* _Lines of data_
::::::::

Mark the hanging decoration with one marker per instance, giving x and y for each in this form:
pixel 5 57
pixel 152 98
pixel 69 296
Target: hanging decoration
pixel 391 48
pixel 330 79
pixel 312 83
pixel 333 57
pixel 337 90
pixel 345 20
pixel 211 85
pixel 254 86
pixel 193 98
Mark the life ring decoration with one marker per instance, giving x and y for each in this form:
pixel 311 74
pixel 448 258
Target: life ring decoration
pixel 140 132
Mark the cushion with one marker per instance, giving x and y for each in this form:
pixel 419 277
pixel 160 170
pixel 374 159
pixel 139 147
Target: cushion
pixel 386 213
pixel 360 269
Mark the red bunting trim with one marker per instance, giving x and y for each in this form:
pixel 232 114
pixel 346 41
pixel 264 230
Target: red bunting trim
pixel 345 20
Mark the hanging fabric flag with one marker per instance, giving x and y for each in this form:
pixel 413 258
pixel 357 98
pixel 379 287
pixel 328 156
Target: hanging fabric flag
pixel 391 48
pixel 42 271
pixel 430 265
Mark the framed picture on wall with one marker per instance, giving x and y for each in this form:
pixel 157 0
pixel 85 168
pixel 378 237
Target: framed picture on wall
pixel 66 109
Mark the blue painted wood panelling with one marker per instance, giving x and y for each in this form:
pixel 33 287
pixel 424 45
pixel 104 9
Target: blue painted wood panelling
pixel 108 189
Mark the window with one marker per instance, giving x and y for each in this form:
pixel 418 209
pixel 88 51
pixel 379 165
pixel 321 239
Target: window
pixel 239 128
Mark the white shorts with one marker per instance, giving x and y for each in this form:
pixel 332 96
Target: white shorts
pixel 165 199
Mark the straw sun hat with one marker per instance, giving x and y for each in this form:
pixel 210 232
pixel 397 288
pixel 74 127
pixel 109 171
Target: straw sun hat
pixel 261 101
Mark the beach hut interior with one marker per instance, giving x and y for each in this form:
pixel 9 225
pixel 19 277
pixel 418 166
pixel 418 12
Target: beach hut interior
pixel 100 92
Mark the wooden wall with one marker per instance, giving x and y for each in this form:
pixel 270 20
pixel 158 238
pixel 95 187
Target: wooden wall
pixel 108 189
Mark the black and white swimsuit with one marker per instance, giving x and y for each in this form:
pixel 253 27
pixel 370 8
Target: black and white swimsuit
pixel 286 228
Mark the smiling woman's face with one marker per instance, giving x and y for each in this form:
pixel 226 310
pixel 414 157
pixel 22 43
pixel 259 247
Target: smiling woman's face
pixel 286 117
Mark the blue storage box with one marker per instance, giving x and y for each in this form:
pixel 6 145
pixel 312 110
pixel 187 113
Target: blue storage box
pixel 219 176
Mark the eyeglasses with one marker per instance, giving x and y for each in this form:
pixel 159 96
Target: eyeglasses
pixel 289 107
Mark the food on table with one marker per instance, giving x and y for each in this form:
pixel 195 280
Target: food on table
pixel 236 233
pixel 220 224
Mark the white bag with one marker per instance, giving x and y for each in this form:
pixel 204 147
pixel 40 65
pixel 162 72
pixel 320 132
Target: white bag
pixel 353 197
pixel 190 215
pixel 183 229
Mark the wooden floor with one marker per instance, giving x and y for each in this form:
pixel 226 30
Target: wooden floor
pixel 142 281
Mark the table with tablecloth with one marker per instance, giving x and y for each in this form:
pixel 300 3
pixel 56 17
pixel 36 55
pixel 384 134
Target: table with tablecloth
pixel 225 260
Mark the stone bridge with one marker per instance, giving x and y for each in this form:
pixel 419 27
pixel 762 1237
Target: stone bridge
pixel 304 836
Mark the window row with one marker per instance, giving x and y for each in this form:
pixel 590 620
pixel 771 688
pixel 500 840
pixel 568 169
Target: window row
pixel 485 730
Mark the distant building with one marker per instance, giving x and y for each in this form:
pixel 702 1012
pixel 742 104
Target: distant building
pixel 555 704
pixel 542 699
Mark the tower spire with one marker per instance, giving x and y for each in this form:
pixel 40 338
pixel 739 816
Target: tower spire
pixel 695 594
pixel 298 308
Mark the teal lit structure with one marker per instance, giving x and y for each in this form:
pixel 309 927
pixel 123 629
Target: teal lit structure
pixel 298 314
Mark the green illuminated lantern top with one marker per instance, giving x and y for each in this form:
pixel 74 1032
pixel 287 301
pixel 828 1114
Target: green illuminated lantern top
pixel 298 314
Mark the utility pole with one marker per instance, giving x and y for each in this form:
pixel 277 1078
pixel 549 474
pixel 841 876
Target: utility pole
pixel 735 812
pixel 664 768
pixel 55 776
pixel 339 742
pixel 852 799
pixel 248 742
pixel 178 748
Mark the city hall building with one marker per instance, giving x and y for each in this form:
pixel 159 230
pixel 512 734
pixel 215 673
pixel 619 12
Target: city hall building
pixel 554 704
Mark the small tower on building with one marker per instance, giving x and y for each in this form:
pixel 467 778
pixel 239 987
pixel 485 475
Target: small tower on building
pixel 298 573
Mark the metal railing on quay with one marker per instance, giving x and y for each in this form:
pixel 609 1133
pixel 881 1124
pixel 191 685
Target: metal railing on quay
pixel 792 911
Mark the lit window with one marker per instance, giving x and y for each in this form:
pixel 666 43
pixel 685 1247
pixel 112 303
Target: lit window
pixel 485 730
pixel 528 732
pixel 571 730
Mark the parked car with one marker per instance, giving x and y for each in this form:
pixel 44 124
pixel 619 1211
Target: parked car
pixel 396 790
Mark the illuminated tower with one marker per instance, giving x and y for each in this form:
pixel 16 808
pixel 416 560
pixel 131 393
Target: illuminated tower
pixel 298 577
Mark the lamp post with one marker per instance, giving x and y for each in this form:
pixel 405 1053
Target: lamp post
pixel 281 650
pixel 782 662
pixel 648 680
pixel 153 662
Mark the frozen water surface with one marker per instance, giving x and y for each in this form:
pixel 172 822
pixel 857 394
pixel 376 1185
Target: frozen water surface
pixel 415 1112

::::::::

* _Exercise directions_
Return everything from the line containing "Mark the metal" down to the end of the records, unchanged and with both ends included.

* _Output for this exercise_
Mark the metal railing on quay with one marker per instance, giving x and y for each in this form:
pixel 609 1133
pixel 881 1124
pixel 191 685
Target: metal railing on quay
pixel 792 911
Mark the lit window with one marker per instance, giving x and y for each in this form:
pixel 666 43
pixel 685 1247
pixel 112 303
Target: lit window
pixel 485 730
pixel 528 732
pixel 571 730
Mark the parked car with one marker per instance, giving x and y for each in this form:
pixel 44 124
pixel 619 1211
Target: parked car
pixel 396 790
Mark the illuminated tower with one marker per instance, giving x and y for each in this form:
pixel 16 808
pixel 416 560
pixel 131 393
Target: illuminated tower
pixel 298 577
Mark the lamp post with one marker per instance, giving x and y for each in this form:
pixel 405 1053
Target: lamp post
pixel 281 650
pixel 782 662
pixel 648 680
pixel 153 662
Mark the frozen water surface with one marker per instance, giving x and y for each in this form:
pixel 172 822
pixel 857 394
pixel 376 1185
Target: frozen water surface
pixel 415 1112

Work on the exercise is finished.